_Provided passage:_
###

18 April 2024
CJEU ¦ Leasing Property is not enough: A narrowing Line in the EU’s AML Framework
Leasing Property Is Not Enough: EU Court Clarifies Who Counts as a “Company Service Provider” Under AML Rules
The Court of Justice of the European Union (CJEU) has drawn an important boundary in the EU’s anti–money laundering architecture. In Case C‑22/23, decided on 18 April 2024, the Court held that a property owner who leases space to companies and allows those tenants to register their statutory seat at that address does not, by that fact alone, qualify as a “trust or company service provider” under Article 3(7)(c) of Directive (EU) 2015/849 (as amended by Directive (EU) 2018/843).
Why this matters for AML compliance
At stake was whether landlords who provide premises used as a registered office are captured as obliged entities under the EU AML regime. That classification would trigger due diligence, reporting, and other compliance obligations. The Court’s answer is clear: simply leasing property — even where the tenant registers its company seat at that property — does not convert the landlord into a company service provider.
The case: leasing versus corporate service provision
The dispute originated in Latvia, where Citadeles nekustamie īpašumi SIA was fined for allegedly failing to comply with AML obligations applicable to “providers of services relating to the establishment and operation of legal arrangements or legal persons”. The State Tax Authority argued that by consenting in the lease to tenants registering their company seat at the premises, Citadele was providing a service covered by Article 3(7)(c). Citadele pushed back, noting it merely managed and leased its own properties and provided no additional services beyond standard leasing terms.
What Article 3(7)(c) actually covers
Directive (EU) 2015/849, as amended, defines a “trust or company service provider” to include “any person that, by way of its business, provide […] to third parties”, inter alia, “a registered office, business address, correspondence or administrative address and other related services for a company, a partnership or any other legal person or arrangement”.
The Court emphasized several points:
- Providing a registered office or business/correspondence/administrative address is a corporate service that typically involves making available a point of contact for professional and administrative purposes. It commonly goes hand-in-hand with additional services, such as handling correspondence or administrative documents.
- A standard lease, even where the landlord consents to the use of the address as the registered office, is a different transaction. Leasing is, in principle, a commitment to make premises available for rent. It does not inherently include the “other related services” contemplated by Article 3(7)(c).
- The conjunction “and” in the phrase “and other related services” matters: classification turns on more than just the address. Simply enabling an address to be used as a registered office, without accompanying corporate administration, is not enough.
No implicit link to real estate transactions
The Court also looked at the broader AML framework. Notaries, other independent legal professionals, and estate agents are listed as obliged entities in the Directive when they participate in real estate transactions or high-value lettings. By contrast, company service providers are treated separately and are not tied to real estate activity. The EU legislature did not designate landlords, generally or conditionally, as obliged entities under Article 2(1). This supports the conclusion that leasing, as such, is not a company service.

###

Location identification entries:
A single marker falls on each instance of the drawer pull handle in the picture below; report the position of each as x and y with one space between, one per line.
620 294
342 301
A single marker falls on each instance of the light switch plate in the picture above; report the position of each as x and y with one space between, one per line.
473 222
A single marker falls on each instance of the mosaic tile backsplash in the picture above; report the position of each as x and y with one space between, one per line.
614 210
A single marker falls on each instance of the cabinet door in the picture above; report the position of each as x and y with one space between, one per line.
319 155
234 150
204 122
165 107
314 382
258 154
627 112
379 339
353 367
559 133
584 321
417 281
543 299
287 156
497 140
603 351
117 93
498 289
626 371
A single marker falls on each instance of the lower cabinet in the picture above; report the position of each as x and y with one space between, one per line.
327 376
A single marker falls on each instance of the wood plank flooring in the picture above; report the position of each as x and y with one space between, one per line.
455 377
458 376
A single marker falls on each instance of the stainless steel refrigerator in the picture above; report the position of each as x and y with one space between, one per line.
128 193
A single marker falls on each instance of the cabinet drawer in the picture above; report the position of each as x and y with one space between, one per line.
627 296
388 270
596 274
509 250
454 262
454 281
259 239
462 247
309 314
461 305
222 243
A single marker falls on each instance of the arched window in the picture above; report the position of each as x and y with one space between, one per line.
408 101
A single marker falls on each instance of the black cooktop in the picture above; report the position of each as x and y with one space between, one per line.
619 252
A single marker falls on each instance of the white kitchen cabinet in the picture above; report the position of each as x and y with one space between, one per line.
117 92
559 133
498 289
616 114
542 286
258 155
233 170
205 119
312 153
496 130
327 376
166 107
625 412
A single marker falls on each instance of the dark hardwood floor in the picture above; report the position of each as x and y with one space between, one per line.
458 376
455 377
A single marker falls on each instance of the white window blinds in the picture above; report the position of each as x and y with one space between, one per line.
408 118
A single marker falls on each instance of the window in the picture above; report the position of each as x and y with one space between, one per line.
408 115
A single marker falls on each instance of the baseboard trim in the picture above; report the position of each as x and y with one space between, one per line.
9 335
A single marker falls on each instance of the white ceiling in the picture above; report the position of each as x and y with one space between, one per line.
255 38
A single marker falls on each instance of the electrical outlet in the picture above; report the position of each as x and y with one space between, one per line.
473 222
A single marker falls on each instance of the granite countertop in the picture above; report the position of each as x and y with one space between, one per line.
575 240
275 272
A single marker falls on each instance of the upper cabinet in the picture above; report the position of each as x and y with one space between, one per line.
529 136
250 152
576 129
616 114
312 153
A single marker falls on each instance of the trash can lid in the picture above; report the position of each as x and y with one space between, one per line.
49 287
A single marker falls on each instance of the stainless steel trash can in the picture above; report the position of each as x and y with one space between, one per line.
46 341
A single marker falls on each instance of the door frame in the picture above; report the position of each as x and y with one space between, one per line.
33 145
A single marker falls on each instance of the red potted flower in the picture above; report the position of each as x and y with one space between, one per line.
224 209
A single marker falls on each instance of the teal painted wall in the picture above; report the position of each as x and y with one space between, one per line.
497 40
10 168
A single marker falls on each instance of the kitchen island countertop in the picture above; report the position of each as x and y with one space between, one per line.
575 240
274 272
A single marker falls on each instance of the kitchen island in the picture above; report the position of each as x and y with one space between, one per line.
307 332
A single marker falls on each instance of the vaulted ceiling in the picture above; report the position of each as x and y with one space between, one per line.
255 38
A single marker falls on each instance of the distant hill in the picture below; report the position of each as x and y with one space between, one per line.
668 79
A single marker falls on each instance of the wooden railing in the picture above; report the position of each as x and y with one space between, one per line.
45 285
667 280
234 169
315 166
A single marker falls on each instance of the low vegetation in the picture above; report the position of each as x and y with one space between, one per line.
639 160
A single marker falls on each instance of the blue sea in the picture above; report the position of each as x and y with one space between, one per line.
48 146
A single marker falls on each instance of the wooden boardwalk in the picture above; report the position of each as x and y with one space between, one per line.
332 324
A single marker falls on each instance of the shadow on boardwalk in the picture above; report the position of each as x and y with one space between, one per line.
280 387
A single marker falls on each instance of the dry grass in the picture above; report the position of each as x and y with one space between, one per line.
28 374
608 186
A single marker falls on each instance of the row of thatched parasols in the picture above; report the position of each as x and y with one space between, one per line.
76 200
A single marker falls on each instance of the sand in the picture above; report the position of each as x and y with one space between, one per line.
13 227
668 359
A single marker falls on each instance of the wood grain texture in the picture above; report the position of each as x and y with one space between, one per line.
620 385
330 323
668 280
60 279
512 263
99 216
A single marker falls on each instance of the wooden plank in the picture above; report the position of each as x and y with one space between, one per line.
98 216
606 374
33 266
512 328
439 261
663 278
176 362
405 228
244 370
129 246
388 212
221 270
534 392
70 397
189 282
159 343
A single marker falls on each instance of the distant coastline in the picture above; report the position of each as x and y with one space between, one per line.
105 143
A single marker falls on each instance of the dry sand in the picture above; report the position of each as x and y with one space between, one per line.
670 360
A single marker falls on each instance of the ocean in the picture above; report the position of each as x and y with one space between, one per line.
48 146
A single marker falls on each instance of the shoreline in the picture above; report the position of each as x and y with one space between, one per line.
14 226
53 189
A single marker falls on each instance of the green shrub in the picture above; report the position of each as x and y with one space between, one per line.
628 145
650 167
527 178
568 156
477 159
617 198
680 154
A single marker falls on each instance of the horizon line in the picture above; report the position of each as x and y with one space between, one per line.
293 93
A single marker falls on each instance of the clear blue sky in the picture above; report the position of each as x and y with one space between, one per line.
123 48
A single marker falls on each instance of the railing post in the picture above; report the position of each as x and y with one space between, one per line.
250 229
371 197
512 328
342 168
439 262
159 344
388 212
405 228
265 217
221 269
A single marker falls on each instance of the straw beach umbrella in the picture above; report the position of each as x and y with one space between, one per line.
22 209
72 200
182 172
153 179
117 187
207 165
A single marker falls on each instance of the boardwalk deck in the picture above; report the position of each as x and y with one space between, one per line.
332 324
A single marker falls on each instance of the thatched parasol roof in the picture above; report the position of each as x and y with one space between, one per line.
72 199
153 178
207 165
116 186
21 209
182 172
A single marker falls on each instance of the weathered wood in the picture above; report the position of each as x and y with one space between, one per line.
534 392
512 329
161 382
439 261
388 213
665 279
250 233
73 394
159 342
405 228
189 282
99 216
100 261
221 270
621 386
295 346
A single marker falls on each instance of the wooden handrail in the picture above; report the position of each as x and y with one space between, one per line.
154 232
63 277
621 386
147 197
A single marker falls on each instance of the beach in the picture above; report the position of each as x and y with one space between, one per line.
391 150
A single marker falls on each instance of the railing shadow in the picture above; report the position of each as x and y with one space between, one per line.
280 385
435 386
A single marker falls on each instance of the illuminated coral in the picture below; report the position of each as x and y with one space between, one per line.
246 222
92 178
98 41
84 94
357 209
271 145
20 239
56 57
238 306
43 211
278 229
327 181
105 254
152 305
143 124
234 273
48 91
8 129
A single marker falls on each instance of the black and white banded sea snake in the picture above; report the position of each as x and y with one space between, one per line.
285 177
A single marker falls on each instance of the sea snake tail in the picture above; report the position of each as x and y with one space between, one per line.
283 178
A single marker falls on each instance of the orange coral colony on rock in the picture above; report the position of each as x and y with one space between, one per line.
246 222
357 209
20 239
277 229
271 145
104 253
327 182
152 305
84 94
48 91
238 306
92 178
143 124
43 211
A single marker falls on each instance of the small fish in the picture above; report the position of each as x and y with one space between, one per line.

###

_Problem to solve:_
Pick up the article on the EU court's ruling about leasing and company service providers after its last sentence and carry it forward.

_Task response:_
Risk-based flexibility remains — with conditions
Member States still have room to expand coverage. Article 4 permits extension of AML obligations to professions or categories of undertakings engaged in activities particularly likely to be used for money laundering or terrorist financing, and Article 5 allows stricter national rules, within EU law limits. However, such extensions must be explicit and notified to the European Commission. In the Latvian context, the Court noted that, based on the information before it, Latvia had not extended the scope to landlords in the circumstances at issue, nor adopted stricter provisions capturing them solely by virtue of consenting to registered office use.
The holding
The Court concluded that a leasing owner of real estate in which a lessee registers its registered office and carries out transactions does not, by that fact alone, fall within the scope of the concept of a “trust or company service provider” under Article 3(7)(c). Because of that answer, the Court did not address the secondary question concerning whether natural persons who lease property would have to meet the same requirements as legal persons.
Practical takeaways for landlords and tenants
- Landlords across the EU are not automatically obliged entities under AML law simply because their tenants use the premises as a company seat.
- If a landlord goes beyond leasing and offers corporate administration — such as mail handling, registered office services marketed as a business, or similar “related services” — they may cross into company service provider territory.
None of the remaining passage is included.